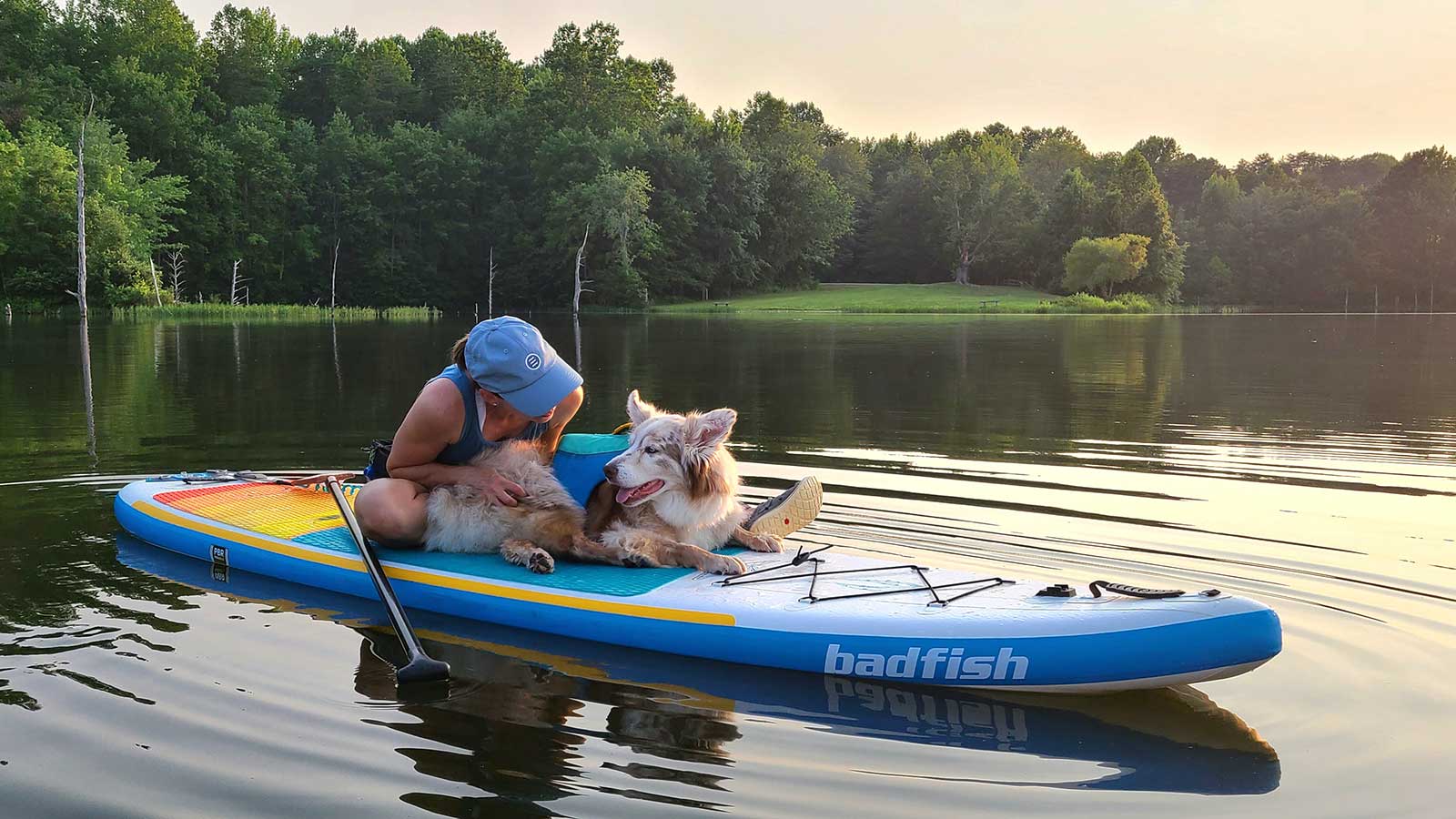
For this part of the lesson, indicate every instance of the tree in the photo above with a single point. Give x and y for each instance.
(1101, 264)
(1416, 223)
(251, 56)
(1135, 205)
(1069, 216)
(982, 198)
(615, 203)
(805, 213)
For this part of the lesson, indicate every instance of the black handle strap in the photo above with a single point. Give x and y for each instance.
(1133, 591)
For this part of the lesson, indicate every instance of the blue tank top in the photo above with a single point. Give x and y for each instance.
(470, 440)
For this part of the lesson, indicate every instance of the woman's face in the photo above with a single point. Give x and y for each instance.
(502, 409)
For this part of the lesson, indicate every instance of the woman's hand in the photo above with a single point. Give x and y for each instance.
(497, 487)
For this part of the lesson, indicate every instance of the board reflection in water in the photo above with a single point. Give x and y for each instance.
(523, 705)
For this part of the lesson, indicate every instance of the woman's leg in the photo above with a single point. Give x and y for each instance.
(392, 511)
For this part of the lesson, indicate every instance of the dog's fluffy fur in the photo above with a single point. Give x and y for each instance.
(672, 496)
(670, 500)
(543, 525)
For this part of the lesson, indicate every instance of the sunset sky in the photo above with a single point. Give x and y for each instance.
(1227, 79)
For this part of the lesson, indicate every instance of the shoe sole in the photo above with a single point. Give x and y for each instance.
(794, 513)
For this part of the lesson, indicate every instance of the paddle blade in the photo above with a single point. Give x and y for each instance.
(422, 669)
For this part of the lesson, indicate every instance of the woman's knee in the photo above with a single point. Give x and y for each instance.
(390, 511)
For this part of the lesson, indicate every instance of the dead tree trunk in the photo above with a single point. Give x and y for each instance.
(237, 281)
(80, 215)
(575, 298)
(334, 274)
(157, 286)
(490, 286)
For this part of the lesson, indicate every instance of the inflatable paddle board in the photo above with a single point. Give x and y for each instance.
(813, 611)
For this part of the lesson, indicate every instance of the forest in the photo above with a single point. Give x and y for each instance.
(245, 162)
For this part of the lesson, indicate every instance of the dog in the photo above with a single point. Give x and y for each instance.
(543, 525)
(670, 497)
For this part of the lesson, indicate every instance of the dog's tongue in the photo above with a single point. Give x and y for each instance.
(628, 494)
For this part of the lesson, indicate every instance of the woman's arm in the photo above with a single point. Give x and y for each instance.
(565, 411)
(431, 424)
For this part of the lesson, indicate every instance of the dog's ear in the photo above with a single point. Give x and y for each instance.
(640, 410)
(705, 433)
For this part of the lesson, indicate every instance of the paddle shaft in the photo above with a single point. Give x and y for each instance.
(420, 668)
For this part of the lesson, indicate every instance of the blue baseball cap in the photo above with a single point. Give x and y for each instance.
(510, 359)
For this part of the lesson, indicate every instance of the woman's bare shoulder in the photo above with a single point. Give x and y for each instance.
(437, 409)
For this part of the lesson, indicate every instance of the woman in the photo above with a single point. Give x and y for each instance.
(506, 383)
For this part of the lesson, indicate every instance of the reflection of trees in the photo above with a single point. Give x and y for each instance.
(1118, 375)
(516, 732)
(56, 581)
(953, 385)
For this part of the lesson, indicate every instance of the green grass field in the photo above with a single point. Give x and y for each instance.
(271, 312)
(946, 298)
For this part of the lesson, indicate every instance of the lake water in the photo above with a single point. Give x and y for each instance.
(1303, 460)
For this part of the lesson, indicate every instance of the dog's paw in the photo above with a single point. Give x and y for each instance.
(541, 562)
(724, 564)
(763, 544)
(638, 560)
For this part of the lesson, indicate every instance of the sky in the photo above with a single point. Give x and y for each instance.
(1227, 79)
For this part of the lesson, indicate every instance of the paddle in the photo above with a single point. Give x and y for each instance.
(420, 668)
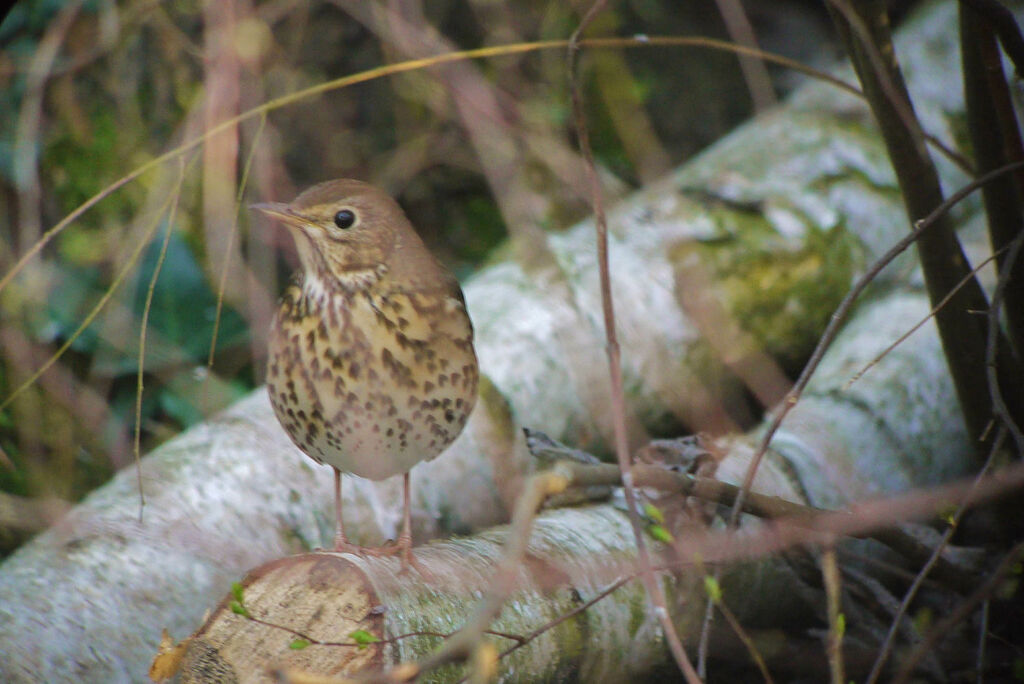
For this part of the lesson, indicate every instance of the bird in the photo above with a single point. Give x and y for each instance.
(371, 365)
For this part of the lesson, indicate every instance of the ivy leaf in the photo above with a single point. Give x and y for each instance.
(660, 533)
(363, 638)
(653, 512)
(713, 588)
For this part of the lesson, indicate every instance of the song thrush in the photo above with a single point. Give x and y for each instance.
(371, 367)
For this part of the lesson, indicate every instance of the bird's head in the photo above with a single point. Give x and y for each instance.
(347, 232)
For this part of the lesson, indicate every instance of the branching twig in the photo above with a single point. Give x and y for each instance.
(653, 589)
(834, 597)
(945, 300)
(911, 592)
(841, 313)
(136, 445)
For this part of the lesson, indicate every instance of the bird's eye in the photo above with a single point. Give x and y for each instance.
(344, 218)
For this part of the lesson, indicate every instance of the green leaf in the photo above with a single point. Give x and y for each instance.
(713, 588)
(653, 512)
(660, 533)
(240, 609)
(363, 638)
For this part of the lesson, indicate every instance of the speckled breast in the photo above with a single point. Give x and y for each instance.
(372, 383)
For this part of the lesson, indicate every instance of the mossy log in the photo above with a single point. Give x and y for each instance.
(839, 447)
(776, 220)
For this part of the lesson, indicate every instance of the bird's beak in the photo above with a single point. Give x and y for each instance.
(282, 212)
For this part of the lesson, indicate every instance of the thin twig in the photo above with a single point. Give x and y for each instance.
(227, 258)
(834, 596)
(931, 314)
(998, 404)
(136, 445)
(979, 666)
(963, 611)
(757, 77)
(93, 312)
(414, 65)
(654, 591)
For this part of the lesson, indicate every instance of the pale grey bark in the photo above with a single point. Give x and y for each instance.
(780, 216)
(839, 446)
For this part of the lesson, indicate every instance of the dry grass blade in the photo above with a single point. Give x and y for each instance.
(143, 324)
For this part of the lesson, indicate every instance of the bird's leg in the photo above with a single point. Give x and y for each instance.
(340, 541)
(406, 538)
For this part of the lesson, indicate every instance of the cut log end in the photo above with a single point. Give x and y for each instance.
(320, 599)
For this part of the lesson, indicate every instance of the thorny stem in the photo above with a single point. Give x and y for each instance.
(911, 592)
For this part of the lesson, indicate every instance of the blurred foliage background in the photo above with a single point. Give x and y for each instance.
(476, 153)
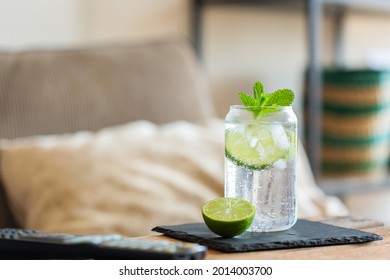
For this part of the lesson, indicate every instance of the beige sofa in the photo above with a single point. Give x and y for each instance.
(114, 139)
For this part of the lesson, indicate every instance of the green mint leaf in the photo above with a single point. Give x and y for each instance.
(247, 100)
(260, 100)
(258, 91)
(250, 102)
(271, 99)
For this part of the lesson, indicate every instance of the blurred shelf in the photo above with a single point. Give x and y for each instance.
(342, 187)
(314, 11)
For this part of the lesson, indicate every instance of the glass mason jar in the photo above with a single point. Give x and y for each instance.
(261, 161)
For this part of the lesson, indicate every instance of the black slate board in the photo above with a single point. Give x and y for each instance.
(303, 234)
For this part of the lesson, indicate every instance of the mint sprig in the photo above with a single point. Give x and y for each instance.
(256, 104)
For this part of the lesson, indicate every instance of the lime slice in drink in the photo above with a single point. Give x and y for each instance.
(256, 146)
(228, 216)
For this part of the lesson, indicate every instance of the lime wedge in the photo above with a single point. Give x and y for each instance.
(228, 216)
(256, 146)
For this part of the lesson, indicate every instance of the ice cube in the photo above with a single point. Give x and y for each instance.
(280, 137)
(280, 164)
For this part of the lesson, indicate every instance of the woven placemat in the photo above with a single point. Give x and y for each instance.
(304, 233)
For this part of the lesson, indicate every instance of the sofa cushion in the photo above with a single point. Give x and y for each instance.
(128, 178)
(61, 91)
(124, 179)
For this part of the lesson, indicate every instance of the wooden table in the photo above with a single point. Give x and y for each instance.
(376, 250)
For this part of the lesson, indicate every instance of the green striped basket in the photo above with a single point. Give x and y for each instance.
(355, 123)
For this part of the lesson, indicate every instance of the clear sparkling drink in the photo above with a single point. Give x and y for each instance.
(260, 164)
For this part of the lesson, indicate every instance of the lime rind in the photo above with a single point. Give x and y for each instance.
(228, 216)
(257, 147)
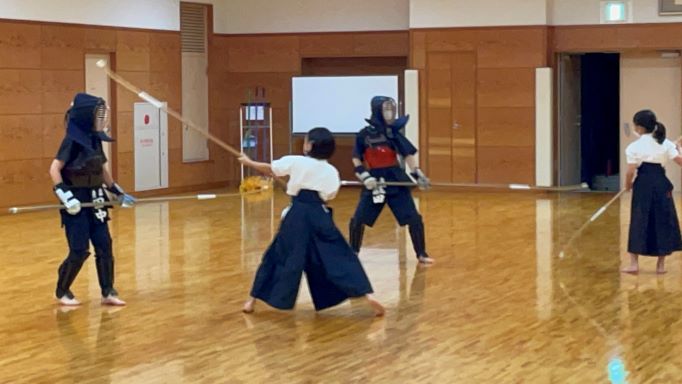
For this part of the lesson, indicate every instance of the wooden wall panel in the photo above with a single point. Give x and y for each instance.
(59, 87)
(508, 87)
(20, 45)
(515, 48)
(381, 44)
(506, 127)
(63, 47)
(451, 40)
(125, 98)
(418, 49)
(264, 54)
(20, 91)
(327, 45)
(218, 55)
(506, 164)
(506, 58)
(100, 40)
(133, 51)
(439, 109)
(165, 53)
(20, 137)
(599, 38)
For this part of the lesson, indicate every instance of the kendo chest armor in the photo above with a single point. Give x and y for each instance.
(86, 170)
(379, 152)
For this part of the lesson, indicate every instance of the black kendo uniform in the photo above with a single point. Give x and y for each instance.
(378, 145)
(84, 159)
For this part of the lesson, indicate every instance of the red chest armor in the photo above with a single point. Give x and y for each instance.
(381, 156)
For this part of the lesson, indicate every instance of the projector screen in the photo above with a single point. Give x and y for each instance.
(338, 103)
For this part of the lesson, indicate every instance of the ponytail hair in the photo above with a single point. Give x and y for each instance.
(659, 133)
(647, 120)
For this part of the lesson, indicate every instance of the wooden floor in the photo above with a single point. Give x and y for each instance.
(500, 305)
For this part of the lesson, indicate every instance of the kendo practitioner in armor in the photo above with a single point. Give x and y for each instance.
(376, 157)
(79, 176)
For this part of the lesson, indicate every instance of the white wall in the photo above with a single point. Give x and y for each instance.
(578, 12)
(147, 14)
(476, 13)
(279, 16)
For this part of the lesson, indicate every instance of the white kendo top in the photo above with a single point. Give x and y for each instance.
(308, 173)
(647, 150)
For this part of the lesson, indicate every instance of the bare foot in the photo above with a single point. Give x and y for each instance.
(68, 300)
(249, 306)
(113, 300)
(660, 265)
(376, 306)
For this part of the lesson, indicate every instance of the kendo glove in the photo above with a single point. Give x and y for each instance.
(71, 204)
(367, 179)
(125, 199)
(422, 181)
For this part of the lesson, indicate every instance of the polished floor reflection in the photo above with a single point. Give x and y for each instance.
(500, 305)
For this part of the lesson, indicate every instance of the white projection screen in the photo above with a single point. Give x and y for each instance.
(338, 103)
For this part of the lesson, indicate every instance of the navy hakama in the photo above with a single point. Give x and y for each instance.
(308, 241)
(654, 227)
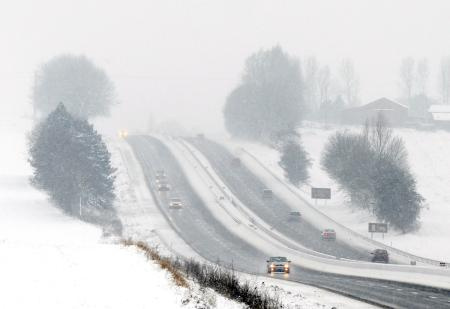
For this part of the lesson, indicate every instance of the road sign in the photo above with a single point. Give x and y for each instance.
(378, 228)
(321, 193)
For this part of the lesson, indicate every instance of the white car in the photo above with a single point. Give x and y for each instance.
(175, 203)
(278, 264)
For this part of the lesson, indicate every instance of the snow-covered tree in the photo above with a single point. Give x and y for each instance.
(84, 88)
(269, 97)
(295, 162)
(71, 163)
(444, 80)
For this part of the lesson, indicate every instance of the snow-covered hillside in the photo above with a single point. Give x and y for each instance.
(50, 260)
(429, 158)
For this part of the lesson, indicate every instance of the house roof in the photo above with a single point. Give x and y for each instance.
(380, 104)
(439, 108)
★ ★ ★ ★
_Work order_
Look above for the line that holds "the snow-covered hillside", then copy it and each line after it exactly, through the last line of the data.

_Result of this task_
For this part of the lesson, indicate every instance of the snow-covered hillside in the photo above with a single point. Give x and y for each instance.
(50, 260)
(429, 158)
For this part of the lesson, indicate every instance of the house roof in the photo above with a single point. Give x and y for each instance.
(380, 104)
(439, 108)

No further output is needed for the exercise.